Czech and Slovak groups are marking the 70th anniversary of the
assassination of Reinhard Heydrich, one of Hitler's top officers, by
constructing a replica of a Nazi concentration camp in Prague.
In a leafy square in the center of Prague, workmen are putting the
finishing touches to a replica of a Nazi concentration camp. Grey huts
are lined up under the oak trees. A watchtower looms ominously overhead.
Some see the assassination of Heydrich as a turning point
It's been put here to remember those who helped shelter a group of
paratroopers who assassinated SS-Obergruppenführer Reinhard Heydrich,
the acting Reichsprotektor of Bohemia and Moravia, in 1942, an act that
prompted terrible reprisals from Hitler.
"Many people were killed here, and we want to give a voice to them as
well […] to tell their stories - something personal - and to make the
visitors here realize that these people, who have been forgotten, are
worth remembering," Magdalena Benesova, who's in charge of the project
with the Post Bellum historical society, said in an interview with DW.
'Operation Anthropoid'
The exhibition will be formally opened on Sunday, May 27th, 70 years to
the day that three Czechoslovak paratroopers - Jozef Gabcik, Jan Kubis
and Josef Valcik, all trained by Britain's Special Operations Executive -
mortally wounded Heydrich as he was leaving Prague en route to Berlin
for a meeting with Hitler.
As Heydrich's open-top Mercedes limousine slowed to round a hairpin
bend in the Prague suburb of Liben, Gabcik, armed with a Sten
sub-machine gun, leapt in front of the car and pulled the trigger. The
gun jammed.
Heydrich ordered his driver to halt and drew his pistol. Kubis threw a
bomb, believed to be a converted anti-tank mine, at the car and fled.
Heydrich, wounded and in shock, pursued Kubis for several meters before
returning to the car and collapsing. He died in a Prague hospital eight
days later, on June 4, 1942, reportedly from septicemia from the
shrapnel or possibly fragments of upholstery.
The reaction from Berlin was swift and terrible.
The men and women in Lidice were killed or sent to camps; children were sent to Germany for 'Germanization'
The men's families were immediately rounded up and shot. The Czech
villages of Lidice and Lezaky - based on flawed intelligence reports
linking them to the paratroopers - were razed and their inhabitants shot
or sent to the camps. Another 15,000 people met the same fate.

== Study questions ==
(a) Please list the names of the three Czechoslovak paratroopers given in the Heydrich article.
(b) Answer these questions from the Heydrich article:
(i) Who is in charge of the replica camp project, and with which historical society?
(ii) On what date did Heydrich die?
(iii) Which two Czech villages were razed?
(c) Write the next few paragraphs of the Heydrich article, starting after its final sentence.
These records come from a different source than the Heydrich article.

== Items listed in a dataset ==
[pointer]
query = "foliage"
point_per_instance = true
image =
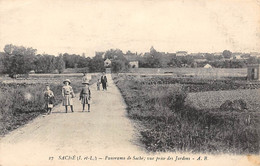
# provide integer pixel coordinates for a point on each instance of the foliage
(227, 54)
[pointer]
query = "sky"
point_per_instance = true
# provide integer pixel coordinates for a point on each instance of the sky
(86, 26)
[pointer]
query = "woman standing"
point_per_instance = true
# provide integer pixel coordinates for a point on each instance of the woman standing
(68, 94)
(49, 99)
(85, 96)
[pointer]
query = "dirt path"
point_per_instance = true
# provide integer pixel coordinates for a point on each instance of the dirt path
(105, 131)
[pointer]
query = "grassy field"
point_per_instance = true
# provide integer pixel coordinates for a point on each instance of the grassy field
(171, 124)
(22, 99)
(195, 72)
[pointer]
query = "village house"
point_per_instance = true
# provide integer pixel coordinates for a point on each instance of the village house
(253, 72)
(207, 66)
(133, 60)
(107, 63)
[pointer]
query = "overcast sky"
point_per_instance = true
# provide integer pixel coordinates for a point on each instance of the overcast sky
(77, 26)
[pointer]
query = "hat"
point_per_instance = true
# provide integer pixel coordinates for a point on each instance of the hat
(67, 80)
(85, 82)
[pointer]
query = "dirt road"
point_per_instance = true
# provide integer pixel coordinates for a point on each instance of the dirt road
(105, 131)
(94, 138)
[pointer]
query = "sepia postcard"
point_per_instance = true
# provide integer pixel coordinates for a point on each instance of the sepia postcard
(140, 82)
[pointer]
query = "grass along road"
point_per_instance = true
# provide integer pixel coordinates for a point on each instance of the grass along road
(104, 131)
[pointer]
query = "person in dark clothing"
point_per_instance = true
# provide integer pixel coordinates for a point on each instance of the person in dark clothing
(104, 81)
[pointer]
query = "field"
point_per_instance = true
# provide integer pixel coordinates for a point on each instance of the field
(175, 117)
(213, 99)
(22, 99)
(195, 72)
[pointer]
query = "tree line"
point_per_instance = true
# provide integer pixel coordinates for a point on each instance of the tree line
(21, 60)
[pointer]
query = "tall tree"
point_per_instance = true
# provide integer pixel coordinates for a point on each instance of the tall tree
(18, 59)
(60, 64)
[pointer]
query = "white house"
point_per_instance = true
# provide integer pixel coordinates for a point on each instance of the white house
(181, 53)
(107, 62)
(134, 64)
(133, 60)
(207, 66)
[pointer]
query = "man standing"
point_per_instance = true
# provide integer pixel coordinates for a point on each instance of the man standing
(104, 81)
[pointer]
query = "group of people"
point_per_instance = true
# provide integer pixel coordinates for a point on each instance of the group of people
(68, 94)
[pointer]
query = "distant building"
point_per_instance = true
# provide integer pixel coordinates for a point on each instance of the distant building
(207, 66)
(133, 60)
(100, 54)
(253, 72)
(107, 62)
(257, 54)
(181, 53)
(200, 60)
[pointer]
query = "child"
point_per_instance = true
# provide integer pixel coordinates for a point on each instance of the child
(98, 84)
(85, 96)
(68, 94)
(49, 99)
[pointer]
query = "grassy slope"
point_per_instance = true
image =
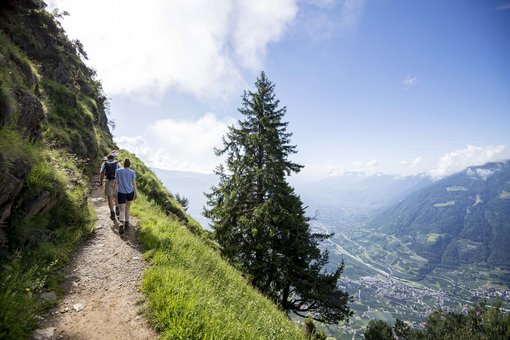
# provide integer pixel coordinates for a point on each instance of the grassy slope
(192, 292)
(195, 294)
(38, 246)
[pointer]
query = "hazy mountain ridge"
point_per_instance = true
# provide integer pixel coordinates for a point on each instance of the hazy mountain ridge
(353, 197)
(463, 219)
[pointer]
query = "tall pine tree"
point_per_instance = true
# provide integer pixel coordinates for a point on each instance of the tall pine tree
(260, 222)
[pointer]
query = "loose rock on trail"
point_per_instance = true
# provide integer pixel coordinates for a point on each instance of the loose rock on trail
(102, 298)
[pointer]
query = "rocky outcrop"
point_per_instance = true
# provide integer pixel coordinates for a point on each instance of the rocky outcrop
(12, 179)
(31, 115)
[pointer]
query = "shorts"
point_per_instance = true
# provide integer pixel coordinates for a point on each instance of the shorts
(108, 187)
(123, 198)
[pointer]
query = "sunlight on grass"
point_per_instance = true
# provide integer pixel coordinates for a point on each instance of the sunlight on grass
(194, 294)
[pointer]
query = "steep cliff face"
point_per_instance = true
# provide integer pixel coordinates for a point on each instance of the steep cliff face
(52, 121)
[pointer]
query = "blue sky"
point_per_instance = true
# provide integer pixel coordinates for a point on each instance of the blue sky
(370, 85)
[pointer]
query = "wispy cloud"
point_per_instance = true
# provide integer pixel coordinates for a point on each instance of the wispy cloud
(471, 155)
(185, 145)
(503, 7)
(414, 163)
(199, 47)
(324, 18)
(410, 81)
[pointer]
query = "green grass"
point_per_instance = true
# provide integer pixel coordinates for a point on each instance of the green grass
(40, 245)
(194, 294)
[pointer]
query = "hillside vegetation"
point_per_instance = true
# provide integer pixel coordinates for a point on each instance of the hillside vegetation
(461, 220)
(53, 134)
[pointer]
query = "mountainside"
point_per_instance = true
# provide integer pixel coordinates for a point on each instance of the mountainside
(54, 131)
(463, 219)
(353, 197)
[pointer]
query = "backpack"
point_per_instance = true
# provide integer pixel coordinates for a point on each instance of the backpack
(109, 169)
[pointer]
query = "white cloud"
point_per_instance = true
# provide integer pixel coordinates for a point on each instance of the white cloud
(328, 17)
(201, 47)
(137, 145)
(471, 155)
(410, 81)
(413, 164)
(180, 144)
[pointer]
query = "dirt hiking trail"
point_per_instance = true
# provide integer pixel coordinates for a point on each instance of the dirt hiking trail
(102, 298)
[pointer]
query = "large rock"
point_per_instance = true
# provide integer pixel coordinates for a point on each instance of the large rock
(12, 179)
(31, 114)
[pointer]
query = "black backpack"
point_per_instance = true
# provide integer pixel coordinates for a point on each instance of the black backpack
(109, 169)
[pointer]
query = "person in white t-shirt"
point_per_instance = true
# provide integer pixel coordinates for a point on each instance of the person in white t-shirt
(125, 184)
(106, 180)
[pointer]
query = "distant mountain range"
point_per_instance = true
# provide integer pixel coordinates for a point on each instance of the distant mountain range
(353, 197)
(463, 219)
(348, 198)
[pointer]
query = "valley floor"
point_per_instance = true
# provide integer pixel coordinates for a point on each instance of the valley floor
(102, 298)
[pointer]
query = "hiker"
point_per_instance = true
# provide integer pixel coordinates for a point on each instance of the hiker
(108, 168)
(125, 184)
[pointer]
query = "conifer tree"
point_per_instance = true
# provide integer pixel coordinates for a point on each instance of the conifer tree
(258, 219)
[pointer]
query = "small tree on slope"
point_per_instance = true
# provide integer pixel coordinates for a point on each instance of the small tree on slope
(260, 222)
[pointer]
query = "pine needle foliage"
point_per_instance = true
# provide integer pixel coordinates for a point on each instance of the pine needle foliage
(258, 219)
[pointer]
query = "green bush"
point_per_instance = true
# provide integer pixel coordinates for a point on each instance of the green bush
(194, 294)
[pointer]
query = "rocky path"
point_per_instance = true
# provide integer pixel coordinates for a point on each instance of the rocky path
(101, 284)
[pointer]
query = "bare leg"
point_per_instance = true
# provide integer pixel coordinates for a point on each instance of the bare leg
(128, 208)
(122, 212)
(110, 202)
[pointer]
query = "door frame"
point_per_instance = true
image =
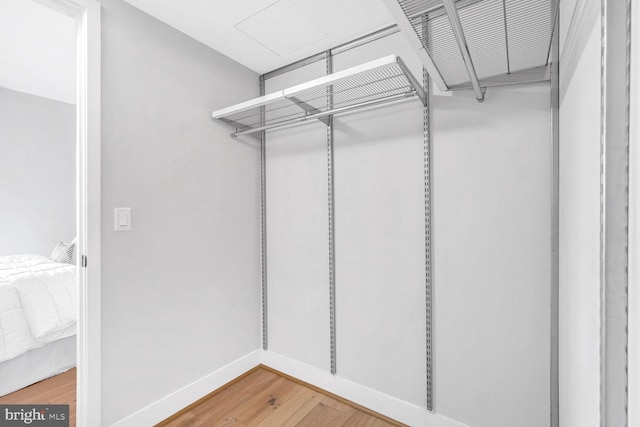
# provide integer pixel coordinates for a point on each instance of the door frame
(87, 16)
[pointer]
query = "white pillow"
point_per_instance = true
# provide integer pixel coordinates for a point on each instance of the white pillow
(63, 252)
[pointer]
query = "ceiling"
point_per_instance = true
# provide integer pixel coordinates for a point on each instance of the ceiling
(267, 34)
(37, 50)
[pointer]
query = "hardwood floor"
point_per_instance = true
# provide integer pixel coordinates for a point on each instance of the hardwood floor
(261, 398)
(58, 390)
(265, 398)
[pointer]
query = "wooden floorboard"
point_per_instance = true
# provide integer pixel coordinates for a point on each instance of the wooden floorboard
(264, 398)
(261, 398)
(58, 390)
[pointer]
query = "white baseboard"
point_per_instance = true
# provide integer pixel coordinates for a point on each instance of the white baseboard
(384, 404)
(180, 399)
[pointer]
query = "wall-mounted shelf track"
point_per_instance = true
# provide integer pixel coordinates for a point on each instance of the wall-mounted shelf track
(371, 84)
(472, 44)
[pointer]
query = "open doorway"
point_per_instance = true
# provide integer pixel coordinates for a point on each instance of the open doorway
(50, 142)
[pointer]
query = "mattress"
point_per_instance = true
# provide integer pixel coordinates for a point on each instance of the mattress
(36, 365)
(38, 317)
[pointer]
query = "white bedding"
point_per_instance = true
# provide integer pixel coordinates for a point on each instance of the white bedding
(38, 300)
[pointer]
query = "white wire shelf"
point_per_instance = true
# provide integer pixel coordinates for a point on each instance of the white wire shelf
(473, 43)
(373, 83)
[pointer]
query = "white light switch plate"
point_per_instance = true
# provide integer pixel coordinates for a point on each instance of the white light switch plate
(122, 219)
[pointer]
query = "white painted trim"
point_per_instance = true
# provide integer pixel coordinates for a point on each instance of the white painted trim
(88, 53)
(180, 399)
(634, 225)
(384, 404)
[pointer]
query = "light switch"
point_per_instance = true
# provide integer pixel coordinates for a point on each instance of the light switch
(122, 219)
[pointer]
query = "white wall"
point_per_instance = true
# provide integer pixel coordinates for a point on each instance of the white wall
(492, 246)
(37, 172)
(37, 50)
(180, 292)
(297, 235)
(492, 230)
(634, 227)
(579, 214)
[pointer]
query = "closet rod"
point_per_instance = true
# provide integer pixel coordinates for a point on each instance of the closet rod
(364, 105)
(456, 26)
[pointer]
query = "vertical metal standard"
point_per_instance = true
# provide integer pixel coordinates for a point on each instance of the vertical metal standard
(263, 220)
(331, 202)
(426, 134)
(506, 35)
(456, 26)
(614, 211)
(554, 282)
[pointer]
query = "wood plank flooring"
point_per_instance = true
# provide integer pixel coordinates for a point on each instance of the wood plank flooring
(58, 390)
(265, 398)
(262, 398)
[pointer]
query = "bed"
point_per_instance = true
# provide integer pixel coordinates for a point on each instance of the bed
(38, 317)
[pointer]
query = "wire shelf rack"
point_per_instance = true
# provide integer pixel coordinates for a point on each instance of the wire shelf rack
(377, 82)
(467, 44)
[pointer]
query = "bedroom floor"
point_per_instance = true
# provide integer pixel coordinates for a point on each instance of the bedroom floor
(58, 390)
(267, 399)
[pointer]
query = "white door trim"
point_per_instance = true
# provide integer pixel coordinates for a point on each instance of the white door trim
(87, 16)
(634, 225)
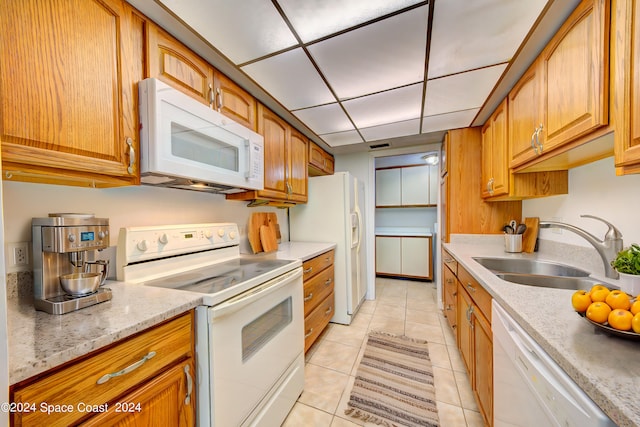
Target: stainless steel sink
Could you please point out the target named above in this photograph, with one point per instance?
(558, 282)
(530, 266)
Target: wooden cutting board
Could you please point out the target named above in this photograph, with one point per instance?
(256, 220)
(530, 234)
(268, 238)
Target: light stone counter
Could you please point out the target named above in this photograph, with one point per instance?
(606, 368)
(40, 341)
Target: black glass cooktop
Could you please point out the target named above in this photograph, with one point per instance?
(218, 277)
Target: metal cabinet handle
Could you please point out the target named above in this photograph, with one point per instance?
(187, 399)
(211, 97)
(219, 96)
(132, 154)
(103, 379)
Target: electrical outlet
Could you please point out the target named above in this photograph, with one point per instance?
(17, 256)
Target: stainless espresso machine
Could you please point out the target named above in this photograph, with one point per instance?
(64, 249)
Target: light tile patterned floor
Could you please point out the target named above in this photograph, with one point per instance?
(402, 307)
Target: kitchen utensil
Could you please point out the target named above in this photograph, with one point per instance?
(530, 234)
(78, 284)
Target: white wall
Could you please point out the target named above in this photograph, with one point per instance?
(594, 189)
(125, 207)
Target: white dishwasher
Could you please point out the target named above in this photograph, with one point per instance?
(530, 389)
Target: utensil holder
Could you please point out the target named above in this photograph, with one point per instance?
(513, 243)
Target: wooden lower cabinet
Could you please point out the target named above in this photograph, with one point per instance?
(319, 302)
(158, 387)
(472, 326)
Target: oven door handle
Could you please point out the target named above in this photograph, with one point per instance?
(236, 303)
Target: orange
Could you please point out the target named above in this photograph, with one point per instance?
(599, 293)
(620, 319)
(635, 323)
(598, 312)
(635, 307)
(618, 299)
(580, 300)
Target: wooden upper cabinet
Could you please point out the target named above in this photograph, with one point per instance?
(626, 19)
(285, 163)
(173, 63)
(297, 175)
(68, 79)
(320, 162)
(562, 101)
(495, 166)
(575, 68)
(233, 101)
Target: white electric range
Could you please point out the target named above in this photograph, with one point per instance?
(250, 328)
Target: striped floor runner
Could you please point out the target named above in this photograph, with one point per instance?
(394, 383)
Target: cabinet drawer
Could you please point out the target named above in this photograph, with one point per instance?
(315, 322)
(480, 296)
(76, 385)
(450, 262)
(317, 289)
(315, 265)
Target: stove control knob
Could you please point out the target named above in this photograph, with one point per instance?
(143, 245)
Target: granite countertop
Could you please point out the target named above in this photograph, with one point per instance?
(40, 341)
(603, 366)
(404, 231)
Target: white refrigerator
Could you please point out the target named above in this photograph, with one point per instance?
(334, 213)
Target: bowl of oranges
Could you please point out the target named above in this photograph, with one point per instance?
(612, 311)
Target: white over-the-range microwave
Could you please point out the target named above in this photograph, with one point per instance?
(185, 144)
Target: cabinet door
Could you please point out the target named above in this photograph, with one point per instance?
(415, 185)
(388, 255)
(416, 256)
(575, 69)
(465, 336)
(495, 161)
(297, 175)
(169, 399)
(176, 65)
(524, 115)
(483, 365)
(388, 187)
(68, 80)
(276, 133)
(234, 102)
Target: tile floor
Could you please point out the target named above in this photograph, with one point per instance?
(402, 307)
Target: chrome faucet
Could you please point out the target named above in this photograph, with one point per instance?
(607, 248)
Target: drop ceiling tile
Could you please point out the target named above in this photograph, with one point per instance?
(391, 130)
(461, 91)
(375, 57)
(314, 19)
(386, 107)
(342, 138)
(290, 78)
(325, 119)
(455, 120)
(462, 40)
(241, 30)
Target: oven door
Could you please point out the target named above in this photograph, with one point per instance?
(254, 339)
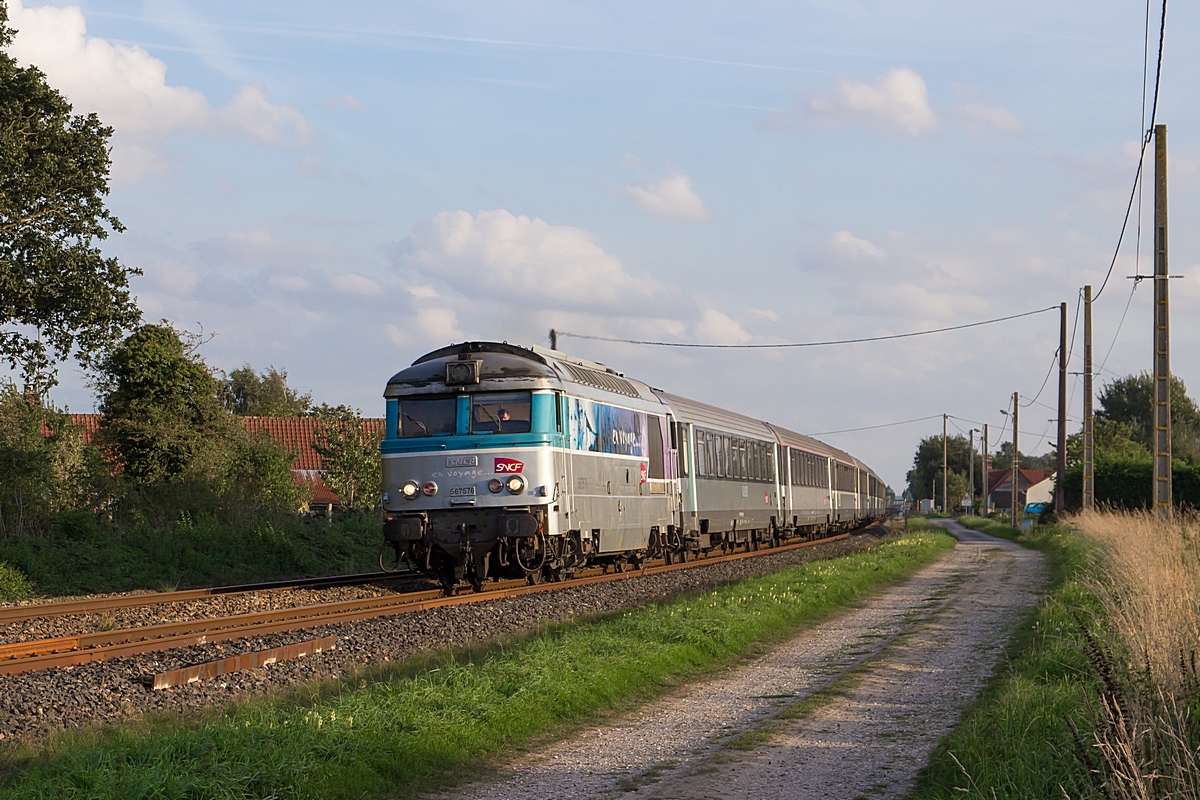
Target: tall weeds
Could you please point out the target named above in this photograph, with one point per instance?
(1147, 581)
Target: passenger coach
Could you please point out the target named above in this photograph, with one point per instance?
(502, 461)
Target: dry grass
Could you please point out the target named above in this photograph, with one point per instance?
(1149, 583)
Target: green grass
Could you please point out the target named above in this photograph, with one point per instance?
(1018, 741)
(81, 557)
(415, 727)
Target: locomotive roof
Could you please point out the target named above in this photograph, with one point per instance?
(505, 366)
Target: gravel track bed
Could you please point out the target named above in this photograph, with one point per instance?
(202, 608)
(35, 705)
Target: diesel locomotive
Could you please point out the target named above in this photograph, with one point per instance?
(507, 462)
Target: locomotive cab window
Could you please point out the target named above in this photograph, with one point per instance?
(426, 417)
(501, 413)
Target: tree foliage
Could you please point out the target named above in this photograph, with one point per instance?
(250, 394)
(59, 295)
(162, 415)
(927, 469)
(1129, 402)
(349, 453)
(46, 464)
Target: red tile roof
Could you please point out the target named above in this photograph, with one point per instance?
(297, 433)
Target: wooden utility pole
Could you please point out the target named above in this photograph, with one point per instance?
(987, 497)
(946, 509)
(1060, 491)
(1162, 495)
(1089, 453)
(971, 470)
(1017, 461)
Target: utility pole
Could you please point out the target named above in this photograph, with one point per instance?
(1060, 491)
(1017, 461)
(971, 470)
(1089, 455)
(987, 497)
(946, 509)
(1162, 337)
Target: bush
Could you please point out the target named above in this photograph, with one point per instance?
(13, 584)
(1126, 483)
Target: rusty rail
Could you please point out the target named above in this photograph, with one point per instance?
(88, 648)
(36, 611)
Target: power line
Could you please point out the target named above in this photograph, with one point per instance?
(873, 427)
(1141, 156)
(795, 344)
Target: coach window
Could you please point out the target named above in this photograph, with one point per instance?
(426, 417)
(501, 413)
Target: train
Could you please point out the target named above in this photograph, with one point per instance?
(505, 462)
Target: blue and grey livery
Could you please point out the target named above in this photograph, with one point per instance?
(502, 461)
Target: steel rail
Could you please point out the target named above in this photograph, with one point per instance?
(39, 611)
(88, 648)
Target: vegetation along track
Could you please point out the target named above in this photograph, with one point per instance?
(101, 645)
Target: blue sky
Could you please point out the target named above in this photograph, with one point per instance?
(339, 188)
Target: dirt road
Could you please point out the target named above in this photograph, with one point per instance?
(849, 709)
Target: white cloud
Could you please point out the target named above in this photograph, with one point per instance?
(670, 197)
(288, 283)
(346, 103)
(984, 118)
(898, 100)
(525, 260)
(127, 88)
(718, 328)
(355, 284)
(850, 246)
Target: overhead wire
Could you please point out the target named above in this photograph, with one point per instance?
(798, 344)
(1141, 157)
(873, 427)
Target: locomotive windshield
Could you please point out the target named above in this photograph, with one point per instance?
(501, 413)
(426, 417)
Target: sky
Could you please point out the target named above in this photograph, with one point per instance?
(337, 188)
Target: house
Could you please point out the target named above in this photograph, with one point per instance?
(1000, 486)
(297, 433)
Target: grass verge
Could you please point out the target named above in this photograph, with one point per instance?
(405, 731)
(1019, 740)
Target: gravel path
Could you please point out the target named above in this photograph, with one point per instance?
(900, 671)
(35, 705)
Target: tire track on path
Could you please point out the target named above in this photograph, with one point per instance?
(919, 651)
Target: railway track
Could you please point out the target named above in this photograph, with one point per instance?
(99, 605)
(72, 650)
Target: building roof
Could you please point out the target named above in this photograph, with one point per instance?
(298, 433)
(1002, 479)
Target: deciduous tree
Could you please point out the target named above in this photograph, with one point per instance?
(59, 294)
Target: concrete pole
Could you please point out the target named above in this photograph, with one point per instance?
(987, 495)
(1017, 461)
(1162, 495)
(946, 507)
(971, 470)
(1089, 453)
(1060, 492)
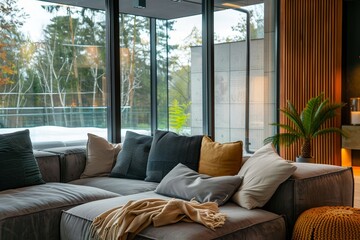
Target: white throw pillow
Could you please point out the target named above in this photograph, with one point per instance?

== Answers for this exercise ==
(a)
Jozef Gabcik
Jan Kubis
Josef Valcik

(b)
(i) Magdalena Benesova, with the Post Bellum historical society.
(ii) June 4, 1942.
(iii) Lidice and Lezaky.

(c)
But the assassination of Heydrich, despite the enormous loss of life
that resulted, also carried a deeply positive significance, according to
Mikulas Kroupa, Post Bellum's director.
“In 1942, the Nazi occupation of Czechoslovakia was beginning to seem
like it would last forever. Most Czechoslovaks were paralyzed by a
feeling of defeat and humiliation. The killing of Heydrich roused the
people into standing up to the Nazis. It showed we were not a nation of
slaves.”
Enemy underestimated
Outside the camp, curious passers-by routinely stop and gaze at the
grey wooden fence posts; this is certainly one of the more unusual
sights in the center of Prague - and potentially upsetting for those who
lived through the war.
One woman here, Jana Sisova, was two years old when Heydrich was killed.
“I was with my parents in the garden of our house in Liben at the time,
and it's one of my first memories. I remember all the soldiers and
police running around, and public transportation was down. We had to
walk everywhere; that's what I remember.”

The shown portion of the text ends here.